====== Data in this exercise

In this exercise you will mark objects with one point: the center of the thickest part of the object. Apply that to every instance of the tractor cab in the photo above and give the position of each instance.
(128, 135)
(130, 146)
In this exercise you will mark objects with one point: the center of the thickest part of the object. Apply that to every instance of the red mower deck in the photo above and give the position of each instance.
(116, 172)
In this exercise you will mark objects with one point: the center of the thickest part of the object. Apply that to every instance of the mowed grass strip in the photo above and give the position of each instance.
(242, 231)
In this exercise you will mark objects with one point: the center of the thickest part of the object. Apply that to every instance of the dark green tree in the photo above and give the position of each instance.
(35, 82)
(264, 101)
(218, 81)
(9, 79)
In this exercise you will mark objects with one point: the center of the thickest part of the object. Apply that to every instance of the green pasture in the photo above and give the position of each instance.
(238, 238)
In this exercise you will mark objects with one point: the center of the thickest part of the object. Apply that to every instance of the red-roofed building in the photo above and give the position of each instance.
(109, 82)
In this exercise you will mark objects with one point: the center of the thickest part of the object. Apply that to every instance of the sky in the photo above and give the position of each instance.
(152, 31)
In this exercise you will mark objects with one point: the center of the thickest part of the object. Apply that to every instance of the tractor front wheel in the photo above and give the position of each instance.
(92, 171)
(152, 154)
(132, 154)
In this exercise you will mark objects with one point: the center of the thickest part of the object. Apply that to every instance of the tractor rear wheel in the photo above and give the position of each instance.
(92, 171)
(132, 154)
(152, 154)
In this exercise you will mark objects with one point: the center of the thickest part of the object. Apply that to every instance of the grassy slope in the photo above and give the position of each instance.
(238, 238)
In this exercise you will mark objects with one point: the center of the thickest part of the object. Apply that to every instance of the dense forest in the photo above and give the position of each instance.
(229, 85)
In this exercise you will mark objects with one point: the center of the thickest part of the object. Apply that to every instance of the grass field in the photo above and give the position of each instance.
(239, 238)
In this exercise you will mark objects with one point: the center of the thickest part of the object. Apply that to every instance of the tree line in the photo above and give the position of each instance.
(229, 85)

============

Copy all data exactly, start to finish.

» Finished answer:
In this exercise you will mark objects with one point: the center of the thickest part of the object. Apply that to every instance of the tractor cab in the photo above and give the position of each instance.
(128, 135)
(130, 146)
In this exercise you will mark objects with one point: the center of the thickest part of the object. Apply that to every instance of the red mower deck in the photo above and give the position of each instance.
(116, 172)
In this exercise you will mark objects with one point: the center of the thickest part of the object. Apply that to every instance of the mowed grass strip in the photo above and give the position of each instance.
(242, 231)
In this exercise you will mark objects with one point: the center of the thickest part of the object. Apply that to every instance of the dark green tree in the photo above and give the position of each instance.
(35, 82)
(264, 101)
(218, 81)
(9, 79)
In this exercise you will mark objects with one point: the center of the thickest part of the object. Apply that to every instance of the green pasture in the photo above and give the position of each instance.
(238, 238)
In this exercise you will mark objects with one point: the center of the thickest part of the object. Apply that to every instance of the red-roofed building in the photo above and give the position of each instance.
(109, 82)
In this exercise you will mark objects with one point: the center of the thickest part of the object. Apply that to every instance of the sky in the photo above and give the position of each instance.
(152, 31)
In this exercise you will mark objects with one point: the center of the thickest part of the object. Apply that to every instance of the tractor front wheel in the photo above and give the position of each instance.
(92, 171)
(152, 154)
(132, 154)
In this exercise you will mark objects with one point: the center of the thickest part of the object. Apply that to every instance of the tractor rear wheel in the photo above and give the position of each instance.
(92, 171)
(132, 154)
(152, 154)
In this exercise you will mark objects with one point: the center of the thickest part of the object. Apply that to every instance of the grassy slope in the photo above and give the position of each instance.
(238, 238)
In this exercise you will mark objects with one point: the center of the thickest part of the object. Apply that to every instance of the dense forest in the photo above and give the position of each instance.
(229, 85)
In this exercise you will mark objects with one point: the center of the thickest part of the object. Apply that to every instance of the grass field in the photo above and give the position of each instance.
(239, 238)
In this exercise you will mark objects with one point: the center of the thickest part of the object. Apply that to every instance of the tree line in the photo above and give the position of each instance.
(229, 85)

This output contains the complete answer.